- **WORK INSTRUCTIONS**: Scan the data below and pick out the lines containing the word "clouds".
START EXTRACTED INFORMATION
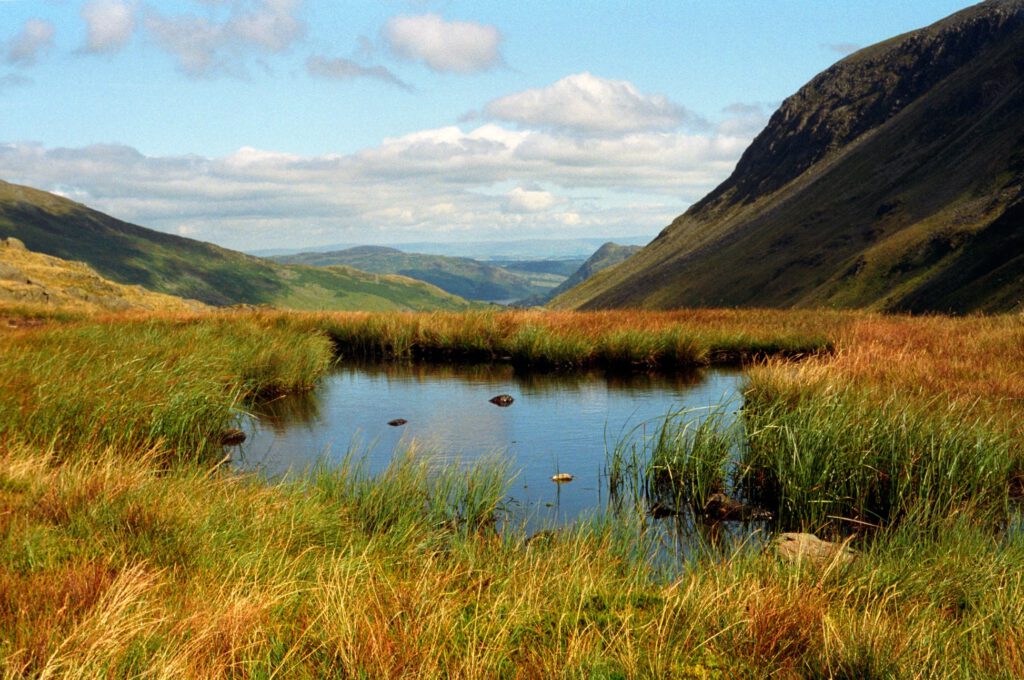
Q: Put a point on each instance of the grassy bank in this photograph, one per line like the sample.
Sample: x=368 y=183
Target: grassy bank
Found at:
x=615 y=340
x=125 y=552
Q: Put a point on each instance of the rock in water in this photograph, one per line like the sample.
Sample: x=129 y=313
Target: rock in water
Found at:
x=231 y=436
x=795 y=547
x=723 y=508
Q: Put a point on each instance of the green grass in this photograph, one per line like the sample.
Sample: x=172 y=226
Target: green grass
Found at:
x=132 y=385
x=125 y=552
x=166 y=263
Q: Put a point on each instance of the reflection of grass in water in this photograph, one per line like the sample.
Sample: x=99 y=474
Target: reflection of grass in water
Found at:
x=121 y=560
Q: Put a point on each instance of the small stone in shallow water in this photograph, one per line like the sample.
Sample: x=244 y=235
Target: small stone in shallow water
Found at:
x=231 y=437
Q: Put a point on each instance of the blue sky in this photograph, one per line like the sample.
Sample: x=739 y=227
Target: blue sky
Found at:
x=290 y=123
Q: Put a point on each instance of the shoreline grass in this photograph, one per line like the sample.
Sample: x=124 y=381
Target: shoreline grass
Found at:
x=123 y=552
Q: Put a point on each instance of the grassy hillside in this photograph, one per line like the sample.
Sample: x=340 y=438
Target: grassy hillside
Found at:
x=892 y=180
x=460 y=275
x=34 y=279
x=134 y=255
x=607 y=255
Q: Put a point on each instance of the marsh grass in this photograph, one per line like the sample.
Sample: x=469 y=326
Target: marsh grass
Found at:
x=135 y=383
x=120 y=556
x=611 y=340
x=840 y=456
x=674 y=464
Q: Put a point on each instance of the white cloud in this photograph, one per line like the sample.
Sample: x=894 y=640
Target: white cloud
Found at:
x=584 y=102
x=110 y=24
x=444 y=46
x=35 y=38
x=341 y=69
x=521 y=200
x=207 y=47
x=13 y=80
x=442 y=183
x=842 y=48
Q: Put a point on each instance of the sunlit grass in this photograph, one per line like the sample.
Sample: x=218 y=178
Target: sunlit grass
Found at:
x=125 y=552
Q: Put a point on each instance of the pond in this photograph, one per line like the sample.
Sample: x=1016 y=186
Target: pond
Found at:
x=557 y=423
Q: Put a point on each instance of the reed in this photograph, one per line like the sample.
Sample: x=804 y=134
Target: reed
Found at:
x=132 y=384
x=121 y=556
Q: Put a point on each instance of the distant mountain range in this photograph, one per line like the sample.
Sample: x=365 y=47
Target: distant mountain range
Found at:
x=502 y=251
x=134 y=255
x=607 y=255
x=34 y=279
x=460 y=275
x=892 y=180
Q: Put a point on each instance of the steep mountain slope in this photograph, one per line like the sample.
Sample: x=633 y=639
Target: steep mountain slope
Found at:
x=459 y=275
x=607 y=255
x=892 y=180
x=42 y=280
x=134 y=255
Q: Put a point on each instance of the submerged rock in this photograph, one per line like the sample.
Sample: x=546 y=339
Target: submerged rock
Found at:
x=232 y=436
x=796 y=547
x=723 y=508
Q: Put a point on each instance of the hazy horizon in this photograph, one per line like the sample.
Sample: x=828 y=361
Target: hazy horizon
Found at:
x=283 y=124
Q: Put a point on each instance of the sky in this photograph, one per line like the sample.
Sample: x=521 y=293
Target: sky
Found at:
x=285 y=124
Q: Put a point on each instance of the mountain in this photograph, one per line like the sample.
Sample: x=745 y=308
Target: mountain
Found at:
x=459 y=275
x=28 y=278
x=604 y=257
x=166 y=263
x=487 y=251
x=892 y=180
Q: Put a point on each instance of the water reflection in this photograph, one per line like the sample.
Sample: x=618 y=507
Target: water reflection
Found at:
x=559 y=422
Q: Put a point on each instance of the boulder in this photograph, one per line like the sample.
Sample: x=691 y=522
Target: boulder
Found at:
x=722 y=508
x=795 y=547
x=232 y=436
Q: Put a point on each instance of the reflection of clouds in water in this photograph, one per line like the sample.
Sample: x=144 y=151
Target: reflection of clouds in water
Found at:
x=559 y=422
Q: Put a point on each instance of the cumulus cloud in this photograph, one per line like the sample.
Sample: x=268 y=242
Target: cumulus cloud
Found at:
x=13 y=80
x=842 y=48
x=207 y=47
x=444 y=46
x=35 y=38
x=341 y=69
x=744 y=120
x=487 y=182
x=584 y=102
x=522 y=200
x=110 y=25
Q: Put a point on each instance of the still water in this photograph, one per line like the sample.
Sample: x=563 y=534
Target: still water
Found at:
x=558 y=423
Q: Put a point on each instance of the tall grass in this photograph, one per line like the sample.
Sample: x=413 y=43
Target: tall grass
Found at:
x=840 y=456
x=119 y=559
x=133 y=384
x=619 y=340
END EXTRACTED INFORMATION
- **WRITTEN ANSWER**:
Q: Put a point on each instance of the reflection of clouds in water in this photograph, one per line like the sample.
Target: reflection of clouds in water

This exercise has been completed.